What number of lines in the data below contain the string "find"? Answer with that number alone.
== RECORDS FOR THE EXERCISE ==
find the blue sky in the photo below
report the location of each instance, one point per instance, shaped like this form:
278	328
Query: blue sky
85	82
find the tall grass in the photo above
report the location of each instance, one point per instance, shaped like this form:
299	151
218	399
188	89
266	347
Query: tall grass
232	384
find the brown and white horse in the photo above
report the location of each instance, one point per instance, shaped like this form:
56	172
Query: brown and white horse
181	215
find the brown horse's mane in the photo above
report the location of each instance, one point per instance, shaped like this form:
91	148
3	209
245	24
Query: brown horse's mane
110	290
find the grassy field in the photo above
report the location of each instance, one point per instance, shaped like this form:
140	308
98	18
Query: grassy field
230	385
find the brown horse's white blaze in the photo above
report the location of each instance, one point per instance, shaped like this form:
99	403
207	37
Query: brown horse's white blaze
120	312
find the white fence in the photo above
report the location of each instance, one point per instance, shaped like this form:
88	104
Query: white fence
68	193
===
== RECORDS FOR THE EXERCISE ==
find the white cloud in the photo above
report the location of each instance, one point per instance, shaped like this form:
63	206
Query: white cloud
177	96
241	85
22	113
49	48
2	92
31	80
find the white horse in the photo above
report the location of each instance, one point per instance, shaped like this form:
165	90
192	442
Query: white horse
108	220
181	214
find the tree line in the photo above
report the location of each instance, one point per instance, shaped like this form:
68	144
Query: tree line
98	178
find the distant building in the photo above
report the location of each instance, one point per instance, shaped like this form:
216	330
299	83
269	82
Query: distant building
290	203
===
_RESULT_
11